● MATERIALE DI LAVORO:

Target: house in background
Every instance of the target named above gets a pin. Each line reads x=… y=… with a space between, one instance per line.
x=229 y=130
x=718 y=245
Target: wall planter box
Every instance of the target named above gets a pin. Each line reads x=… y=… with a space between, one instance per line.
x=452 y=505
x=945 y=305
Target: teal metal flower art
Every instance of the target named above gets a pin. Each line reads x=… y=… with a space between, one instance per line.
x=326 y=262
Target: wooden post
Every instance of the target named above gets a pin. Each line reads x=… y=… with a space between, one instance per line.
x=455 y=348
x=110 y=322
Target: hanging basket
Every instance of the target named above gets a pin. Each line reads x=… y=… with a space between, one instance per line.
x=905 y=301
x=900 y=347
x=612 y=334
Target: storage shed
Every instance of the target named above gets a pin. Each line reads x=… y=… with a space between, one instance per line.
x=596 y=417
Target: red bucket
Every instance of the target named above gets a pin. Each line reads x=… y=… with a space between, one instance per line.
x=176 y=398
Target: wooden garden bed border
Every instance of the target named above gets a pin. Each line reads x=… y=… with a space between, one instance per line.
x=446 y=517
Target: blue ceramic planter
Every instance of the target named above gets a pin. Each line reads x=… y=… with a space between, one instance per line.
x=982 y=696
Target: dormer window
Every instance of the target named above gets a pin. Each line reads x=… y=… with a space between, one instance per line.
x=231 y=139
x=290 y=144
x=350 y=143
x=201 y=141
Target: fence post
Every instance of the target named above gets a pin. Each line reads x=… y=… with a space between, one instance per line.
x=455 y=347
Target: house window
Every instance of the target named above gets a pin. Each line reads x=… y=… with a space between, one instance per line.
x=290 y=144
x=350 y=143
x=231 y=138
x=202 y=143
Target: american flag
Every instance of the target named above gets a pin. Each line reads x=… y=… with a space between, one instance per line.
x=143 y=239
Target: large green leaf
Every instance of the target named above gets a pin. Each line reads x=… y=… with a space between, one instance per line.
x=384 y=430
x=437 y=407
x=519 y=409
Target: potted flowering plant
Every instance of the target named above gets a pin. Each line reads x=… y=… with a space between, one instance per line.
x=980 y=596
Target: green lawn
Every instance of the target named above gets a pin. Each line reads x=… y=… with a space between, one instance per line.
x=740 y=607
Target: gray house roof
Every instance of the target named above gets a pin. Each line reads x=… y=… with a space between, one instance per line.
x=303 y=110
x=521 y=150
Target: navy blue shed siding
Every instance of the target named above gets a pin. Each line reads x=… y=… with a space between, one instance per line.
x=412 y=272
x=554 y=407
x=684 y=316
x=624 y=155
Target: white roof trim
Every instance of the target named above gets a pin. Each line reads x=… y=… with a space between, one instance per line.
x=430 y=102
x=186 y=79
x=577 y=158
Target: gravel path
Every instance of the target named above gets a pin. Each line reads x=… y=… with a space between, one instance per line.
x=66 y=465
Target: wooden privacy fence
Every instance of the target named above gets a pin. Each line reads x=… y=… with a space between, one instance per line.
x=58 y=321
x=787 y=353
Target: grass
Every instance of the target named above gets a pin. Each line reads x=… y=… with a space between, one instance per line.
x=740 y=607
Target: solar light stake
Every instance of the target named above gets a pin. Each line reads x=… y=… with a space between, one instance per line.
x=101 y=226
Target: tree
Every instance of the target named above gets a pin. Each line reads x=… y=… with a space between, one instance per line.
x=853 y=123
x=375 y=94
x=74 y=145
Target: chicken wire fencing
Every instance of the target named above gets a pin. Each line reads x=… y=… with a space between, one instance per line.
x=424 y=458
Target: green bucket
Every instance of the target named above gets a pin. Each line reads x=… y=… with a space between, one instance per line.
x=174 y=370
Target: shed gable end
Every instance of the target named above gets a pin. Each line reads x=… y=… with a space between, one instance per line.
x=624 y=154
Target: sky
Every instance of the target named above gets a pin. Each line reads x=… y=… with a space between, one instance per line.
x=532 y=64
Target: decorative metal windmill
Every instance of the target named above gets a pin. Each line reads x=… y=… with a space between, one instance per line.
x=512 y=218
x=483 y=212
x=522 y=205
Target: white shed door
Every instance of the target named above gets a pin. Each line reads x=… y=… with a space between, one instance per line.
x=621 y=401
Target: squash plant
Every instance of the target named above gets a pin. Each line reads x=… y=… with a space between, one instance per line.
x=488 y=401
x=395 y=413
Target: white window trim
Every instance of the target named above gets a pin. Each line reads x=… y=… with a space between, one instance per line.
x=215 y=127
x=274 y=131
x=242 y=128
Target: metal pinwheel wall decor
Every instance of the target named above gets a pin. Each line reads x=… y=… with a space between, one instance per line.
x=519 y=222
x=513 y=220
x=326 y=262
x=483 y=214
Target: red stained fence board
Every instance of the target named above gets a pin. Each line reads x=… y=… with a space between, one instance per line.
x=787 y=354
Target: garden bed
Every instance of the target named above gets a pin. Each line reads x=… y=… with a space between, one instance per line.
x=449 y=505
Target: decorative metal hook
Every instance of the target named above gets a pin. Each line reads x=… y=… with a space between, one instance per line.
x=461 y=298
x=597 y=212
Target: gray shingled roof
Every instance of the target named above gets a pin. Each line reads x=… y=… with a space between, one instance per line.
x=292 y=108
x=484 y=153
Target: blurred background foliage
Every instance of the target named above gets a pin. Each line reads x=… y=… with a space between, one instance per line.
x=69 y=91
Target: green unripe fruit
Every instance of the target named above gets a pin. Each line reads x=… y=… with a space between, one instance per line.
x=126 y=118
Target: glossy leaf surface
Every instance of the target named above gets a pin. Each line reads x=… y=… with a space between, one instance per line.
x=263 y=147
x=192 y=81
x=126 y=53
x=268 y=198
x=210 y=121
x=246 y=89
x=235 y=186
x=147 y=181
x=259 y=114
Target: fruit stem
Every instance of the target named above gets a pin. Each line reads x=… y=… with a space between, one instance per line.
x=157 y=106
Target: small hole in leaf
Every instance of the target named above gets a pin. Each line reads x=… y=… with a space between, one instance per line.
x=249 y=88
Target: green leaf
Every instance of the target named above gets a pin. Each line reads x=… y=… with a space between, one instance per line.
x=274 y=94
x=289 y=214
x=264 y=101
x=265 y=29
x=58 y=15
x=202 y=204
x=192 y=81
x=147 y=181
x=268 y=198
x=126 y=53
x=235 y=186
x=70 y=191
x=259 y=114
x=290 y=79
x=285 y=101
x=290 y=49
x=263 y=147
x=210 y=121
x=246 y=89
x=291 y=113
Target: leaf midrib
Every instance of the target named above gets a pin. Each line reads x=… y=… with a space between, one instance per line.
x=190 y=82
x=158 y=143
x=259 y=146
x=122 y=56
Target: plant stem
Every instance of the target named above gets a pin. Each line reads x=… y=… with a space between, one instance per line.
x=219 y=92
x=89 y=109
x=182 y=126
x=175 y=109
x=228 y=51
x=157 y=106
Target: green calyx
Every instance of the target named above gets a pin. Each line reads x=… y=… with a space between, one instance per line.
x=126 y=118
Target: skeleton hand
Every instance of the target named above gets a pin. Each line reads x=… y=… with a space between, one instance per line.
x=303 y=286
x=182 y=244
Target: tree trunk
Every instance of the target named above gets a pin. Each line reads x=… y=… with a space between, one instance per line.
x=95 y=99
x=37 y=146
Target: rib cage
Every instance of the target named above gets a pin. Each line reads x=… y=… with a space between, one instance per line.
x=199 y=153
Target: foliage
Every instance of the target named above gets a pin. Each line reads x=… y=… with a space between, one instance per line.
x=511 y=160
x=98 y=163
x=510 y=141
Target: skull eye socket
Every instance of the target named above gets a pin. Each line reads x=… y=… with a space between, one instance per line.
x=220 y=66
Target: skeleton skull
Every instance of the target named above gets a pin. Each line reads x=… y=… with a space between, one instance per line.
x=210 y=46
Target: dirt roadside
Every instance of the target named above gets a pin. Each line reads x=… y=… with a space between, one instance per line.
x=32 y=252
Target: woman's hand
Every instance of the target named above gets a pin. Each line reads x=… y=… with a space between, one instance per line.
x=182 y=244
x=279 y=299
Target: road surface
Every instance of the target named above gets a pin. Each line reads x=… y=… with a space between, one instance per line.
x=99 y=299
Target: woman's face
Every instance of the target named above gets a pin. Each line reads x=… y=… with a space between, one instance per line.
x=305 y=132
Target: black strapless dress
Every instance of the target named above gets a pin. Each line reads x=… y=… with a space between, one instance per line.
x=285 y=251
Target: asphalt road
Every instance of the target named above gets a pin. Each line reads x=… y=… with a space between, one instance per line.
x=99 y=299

● REQUISITI: Trascrivi senza alcuna modifica le righe del materiale, partendo da quella che contiene "Target: fence post" e proseguendo fino a quella che contiene "x=202 y=143", entrambe incluse.

● ESERCIZIO SVOLTO:
Target: fence post
Every instance of the target named above gets a pin. Each line reads x=… y=… with a space between, one instance per line.
x=455 y=347
Target: house window
Every instance of the target named above gets a pin. Each line reads x=… y=… with a space between, one instance per line.
x=290 y=144
x=350 y=143
x=231 y=138
x=202 y=143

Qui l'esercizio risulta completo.